EXERCISE >> Please state how many lines in the records below contain the word "shoe"; the number alone is the answer.
RECORDS FOR THIS TASK below:
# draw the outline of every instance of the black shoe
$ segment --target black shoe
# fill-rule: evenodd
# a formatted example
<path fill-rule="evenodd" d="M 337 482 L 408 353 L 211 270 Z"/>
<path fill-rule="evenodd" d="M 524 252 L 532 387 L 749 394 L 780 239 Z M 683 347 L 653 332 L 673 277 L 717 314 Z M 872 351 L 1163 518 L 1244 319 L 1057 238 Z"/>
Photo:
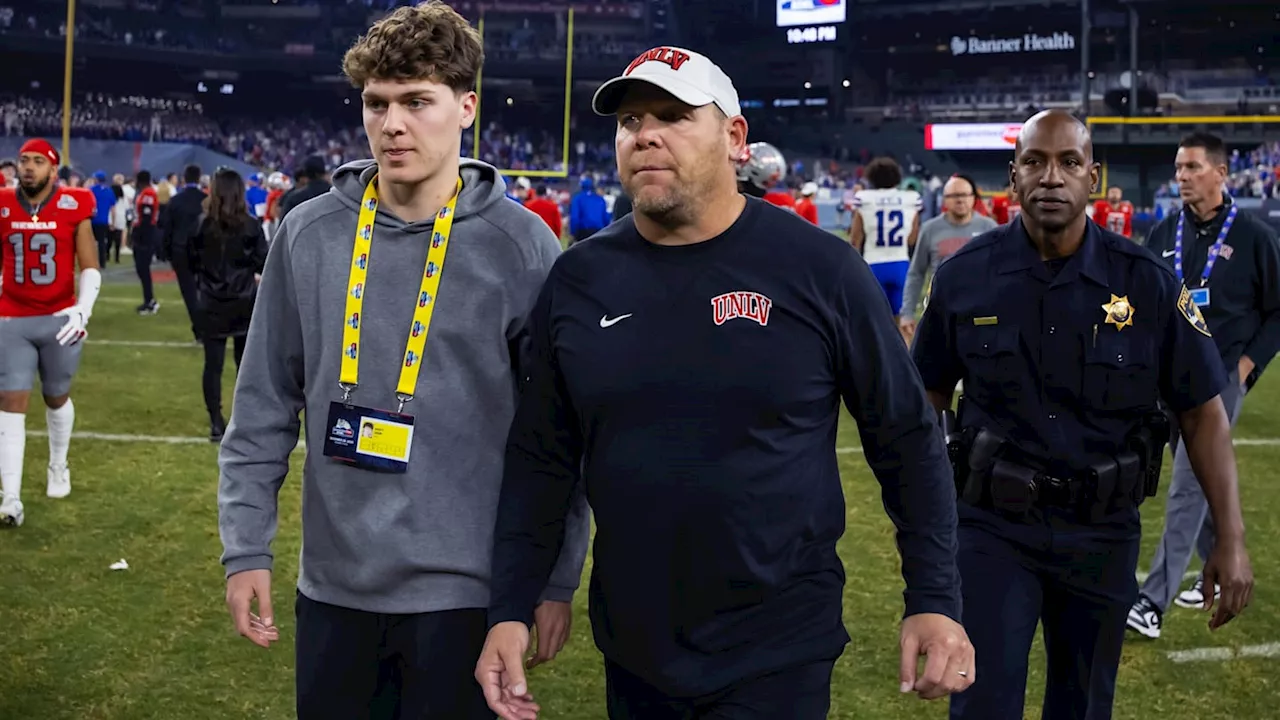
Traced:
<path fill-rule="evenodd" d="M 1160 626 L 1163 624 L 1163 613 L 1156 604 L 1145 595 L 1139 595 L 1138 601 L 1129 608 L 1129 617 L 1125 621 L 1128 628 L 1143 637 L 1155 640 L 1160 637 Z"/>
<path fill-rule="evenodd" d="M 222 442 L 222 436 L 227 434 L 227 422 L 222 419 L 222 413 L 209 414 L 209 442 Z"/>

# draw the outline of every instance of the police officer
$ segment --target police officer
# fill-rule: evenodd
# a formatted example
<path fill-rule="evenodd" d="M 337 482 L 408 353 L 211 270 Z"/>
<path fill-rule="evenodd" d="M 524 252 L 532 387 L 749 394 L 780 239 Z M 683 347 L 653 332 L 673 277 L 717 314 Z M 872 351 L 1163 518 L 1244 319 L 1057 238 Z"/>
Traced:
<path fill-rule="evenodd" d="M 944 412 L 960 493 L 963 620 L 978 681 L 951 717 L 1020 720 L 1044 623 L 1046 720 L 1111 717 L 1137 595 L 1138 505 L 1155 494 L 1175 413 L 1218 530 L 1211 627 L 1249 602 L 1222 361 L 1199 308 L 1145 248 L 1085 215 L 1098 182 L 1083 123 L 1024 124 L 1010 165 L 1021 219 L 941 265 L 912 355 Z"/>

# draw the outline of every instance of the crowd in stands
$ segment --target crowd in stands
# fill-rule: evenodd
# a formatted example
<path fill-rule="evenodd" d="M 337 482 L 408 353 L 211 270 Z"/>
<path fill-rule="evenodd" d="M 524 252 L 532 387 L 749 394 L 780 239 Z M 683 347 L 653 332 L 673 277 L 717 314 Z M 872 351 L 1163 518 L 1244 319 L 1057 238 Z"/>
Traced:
End of RECORDS FOR THIS TASK.
RECORDS FOR THIS TASK below:
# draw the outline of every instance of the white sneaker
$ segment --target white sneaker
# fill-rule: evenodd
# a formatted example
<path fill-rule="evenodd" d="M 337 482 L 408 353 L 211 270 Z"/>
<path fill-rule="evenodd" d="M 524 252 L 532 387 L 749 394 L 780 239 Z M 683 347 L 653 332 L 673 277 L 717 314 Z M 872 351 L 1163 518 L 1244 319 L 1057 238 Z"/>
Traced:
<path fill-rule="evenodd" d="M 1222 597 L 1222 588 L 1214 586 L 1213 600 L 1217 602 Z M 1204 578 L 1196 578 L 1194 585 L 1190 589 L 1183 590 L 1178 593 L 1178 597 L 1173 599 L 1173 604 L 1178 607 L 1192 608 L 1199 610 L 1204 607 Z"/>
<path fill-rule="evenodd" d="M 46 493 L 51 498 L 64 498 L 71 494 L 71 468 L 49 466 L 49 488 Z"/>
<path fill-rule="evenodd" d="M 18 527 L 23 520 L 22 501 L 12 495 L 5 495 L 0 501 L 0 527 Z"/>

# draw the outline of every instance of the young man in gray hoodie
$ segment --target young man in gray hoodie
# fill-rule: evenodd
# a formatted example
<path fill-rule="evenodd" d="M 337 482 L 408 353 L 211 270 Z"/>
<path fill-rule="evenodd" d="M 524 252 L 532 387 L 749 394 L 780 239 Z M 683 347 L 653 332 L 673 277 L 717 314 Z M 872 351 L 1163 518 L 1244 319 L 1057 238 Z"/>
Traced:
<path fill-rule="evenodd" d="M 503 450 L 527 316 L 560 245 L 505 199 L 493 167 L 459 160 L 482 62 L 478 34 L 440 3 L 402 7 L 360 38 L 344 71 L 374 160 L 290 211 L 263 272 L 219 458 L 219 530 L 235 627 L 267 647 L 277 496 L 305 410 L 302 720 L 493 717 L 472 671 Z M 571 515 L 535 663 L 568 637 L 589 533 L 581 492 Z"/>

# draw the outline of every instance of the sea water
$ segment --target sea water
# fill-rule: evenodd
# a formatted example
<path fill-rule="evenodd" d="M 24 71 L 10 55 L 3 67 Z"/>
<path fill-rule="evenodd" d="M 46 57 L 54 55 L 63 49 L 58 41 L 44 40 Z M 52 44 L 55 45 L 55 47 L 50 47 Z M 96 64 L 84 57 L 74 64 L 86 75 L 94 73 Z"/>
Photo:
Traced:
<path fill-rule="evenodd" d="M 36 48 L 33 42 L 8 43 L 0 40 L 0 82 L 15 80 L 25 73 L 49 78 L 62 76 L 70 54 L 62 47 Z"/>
End of RECORDS FOR THIS TASK.
RECORDS FOR THIS TASK below:
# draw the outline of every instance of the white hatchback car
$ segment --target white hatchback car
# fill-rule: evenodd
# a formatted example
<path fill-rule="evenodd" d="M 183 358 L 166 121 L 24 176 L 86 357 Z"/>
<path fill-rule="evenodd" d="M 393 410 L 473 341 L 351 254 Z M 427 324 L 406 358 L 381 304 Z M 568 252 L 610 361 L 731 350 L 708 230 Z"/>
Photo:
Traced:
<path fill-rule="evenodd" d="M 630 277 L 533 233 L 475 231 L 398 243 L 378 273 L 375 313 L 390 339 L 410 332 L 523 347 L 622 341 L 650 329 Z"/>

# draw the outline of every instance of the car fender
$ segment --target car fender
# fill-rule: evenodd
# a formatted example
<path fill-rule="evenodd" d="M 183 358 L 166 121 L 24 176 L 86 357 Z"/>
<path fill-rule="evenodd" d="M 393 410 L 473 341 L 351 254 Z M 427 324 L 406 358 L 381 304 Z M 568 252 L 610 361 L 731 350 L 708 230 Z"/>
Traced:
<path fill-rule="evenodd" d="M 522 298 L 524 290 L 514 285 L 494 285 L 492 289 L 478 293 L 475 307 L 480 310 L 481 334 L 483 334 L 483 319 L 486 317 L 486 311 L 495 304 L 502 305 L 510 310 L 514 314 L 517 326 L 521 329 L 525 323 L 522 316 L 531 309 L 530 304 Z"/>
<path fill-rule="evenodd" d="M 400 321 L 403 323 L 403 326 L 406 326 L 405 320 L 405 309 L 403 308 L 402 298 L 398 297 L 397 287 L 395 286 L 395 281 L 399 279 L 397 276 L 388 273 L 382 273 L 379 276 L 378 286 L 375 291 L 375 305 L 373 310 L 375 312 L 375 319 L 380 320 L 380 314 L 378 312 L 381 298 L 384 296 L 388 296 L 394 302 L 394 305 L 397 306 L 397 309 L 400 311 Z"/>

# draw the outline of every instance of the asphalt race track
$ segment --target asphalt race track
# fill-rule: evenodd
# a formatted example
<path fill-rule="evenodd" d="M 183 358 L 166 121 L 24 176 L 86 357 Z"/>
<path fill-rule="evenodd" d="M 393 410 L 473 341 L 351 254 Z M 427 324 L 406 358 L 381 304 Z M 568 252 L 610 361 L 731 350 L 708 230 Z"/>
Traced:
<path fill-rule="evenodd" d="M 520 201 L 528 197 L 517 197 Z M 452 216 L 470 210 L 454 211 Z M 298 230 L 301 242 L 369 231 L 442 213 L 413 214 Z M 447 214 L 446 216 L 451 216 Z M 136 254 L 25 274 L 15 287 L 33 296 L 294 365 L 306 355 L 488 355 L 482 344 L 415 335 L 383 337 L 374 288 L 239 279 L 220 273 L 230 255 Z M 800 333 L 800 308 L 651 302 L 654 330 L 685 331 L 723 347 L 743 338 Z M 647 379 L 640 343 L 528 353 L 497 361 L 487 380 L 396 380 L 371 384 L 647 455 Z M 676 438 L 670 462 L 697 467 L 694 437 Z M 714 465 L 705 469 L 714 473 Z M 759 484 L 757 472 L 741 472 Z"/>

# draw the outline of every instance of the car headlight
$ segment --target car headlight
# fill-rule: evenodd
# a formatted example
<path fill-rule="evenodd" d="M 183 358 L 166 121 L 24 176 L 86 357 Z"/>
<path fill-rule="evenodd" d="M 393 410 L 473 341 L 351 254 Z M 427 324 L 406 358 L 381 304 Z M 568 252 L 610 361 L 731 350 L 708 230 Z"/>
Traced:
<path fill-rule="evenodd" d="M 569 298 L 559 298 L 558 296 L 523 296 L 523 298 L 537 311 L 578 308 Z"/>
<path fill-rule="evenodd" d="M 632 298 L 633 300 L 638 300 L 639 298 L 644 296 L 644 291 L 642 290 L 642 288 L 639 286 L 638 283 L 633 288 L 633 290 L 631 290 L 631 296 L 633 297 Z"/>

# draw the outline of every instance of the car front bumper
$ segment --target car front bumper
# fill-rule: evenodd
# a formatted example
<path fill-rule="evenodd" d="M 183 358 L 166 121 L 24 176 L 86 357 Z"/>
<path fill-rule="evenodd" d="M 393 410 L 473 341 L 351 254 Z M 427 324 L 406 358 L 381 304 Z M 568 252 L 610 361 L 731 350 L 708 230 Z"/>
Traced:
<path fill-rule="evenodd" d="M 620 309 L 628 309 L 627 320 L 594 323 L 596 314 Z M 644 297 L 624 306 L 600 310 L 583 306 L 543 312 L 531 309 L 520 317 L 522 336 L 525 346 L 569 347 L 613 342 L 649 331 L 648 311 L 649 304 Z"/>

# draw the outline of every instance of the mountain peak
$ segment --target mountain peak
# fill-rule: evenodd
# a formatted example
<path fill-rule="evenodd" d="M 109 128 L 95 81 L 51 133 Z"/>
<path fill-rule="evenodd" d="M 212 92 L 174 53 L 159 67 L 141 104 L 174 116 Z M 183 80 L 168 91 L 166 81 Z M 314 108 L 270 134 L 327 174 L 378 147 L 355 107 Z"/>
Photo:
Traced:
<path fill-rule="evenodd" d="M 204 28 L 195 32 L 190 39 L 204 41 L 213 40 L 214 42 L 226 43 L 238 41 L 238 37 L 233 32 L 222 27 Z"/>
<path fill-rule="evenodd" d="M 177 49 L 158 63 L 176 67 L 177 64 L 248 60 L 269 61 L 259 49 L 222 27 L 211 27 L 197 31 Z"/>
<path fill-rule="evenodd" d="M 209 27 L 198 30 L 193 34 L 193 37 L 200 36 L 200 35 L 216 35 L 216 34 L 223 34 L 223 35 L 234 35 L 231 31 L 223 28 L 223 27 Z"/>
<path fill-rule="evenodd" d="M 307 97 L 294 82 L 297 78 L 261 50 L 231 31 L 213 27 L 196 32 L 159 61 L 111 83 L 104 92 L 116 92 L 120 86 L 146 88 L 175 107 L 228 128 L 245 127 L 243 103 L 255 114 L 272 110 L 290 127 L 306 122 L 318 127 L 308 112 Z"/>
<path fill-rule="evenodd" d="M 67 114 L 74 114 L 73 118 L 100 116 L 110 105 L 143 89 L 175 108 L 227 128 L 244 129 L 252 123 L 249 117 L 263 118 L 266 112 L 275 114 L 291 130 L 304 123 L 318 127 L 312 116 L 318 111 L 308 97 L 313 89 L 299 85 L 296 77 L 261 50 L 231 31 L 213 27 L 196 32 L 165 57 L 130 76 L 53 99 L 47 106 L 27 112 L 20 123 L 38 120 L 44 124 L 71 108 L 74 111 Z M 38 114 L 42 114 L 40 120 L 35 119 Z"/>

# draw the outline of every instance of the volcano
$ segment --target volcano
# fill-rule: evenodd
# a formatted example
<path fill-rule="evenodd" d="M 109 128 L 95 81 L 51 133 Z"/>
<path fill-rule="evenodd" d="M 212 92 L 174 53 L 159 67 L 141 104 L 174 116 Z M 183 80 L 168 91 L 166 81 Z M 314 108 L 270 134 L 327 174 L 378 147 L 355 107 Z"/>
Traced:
End of RECORDS FOR THIS TASK.
WORKED SOLUTION >> 2